Start of Supplied entries

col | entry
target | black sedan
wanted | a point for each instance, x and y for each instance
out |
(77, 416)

End of Supplied entries

**Task directions**
Please swap "black sedan" for "dark sedan" throughout the data above, and return the lines with nothing else altered.

**Complete response**
col | entry
target | dark sedan
wanted | a point for each instance, x and y for each instance
out |
(77, 416)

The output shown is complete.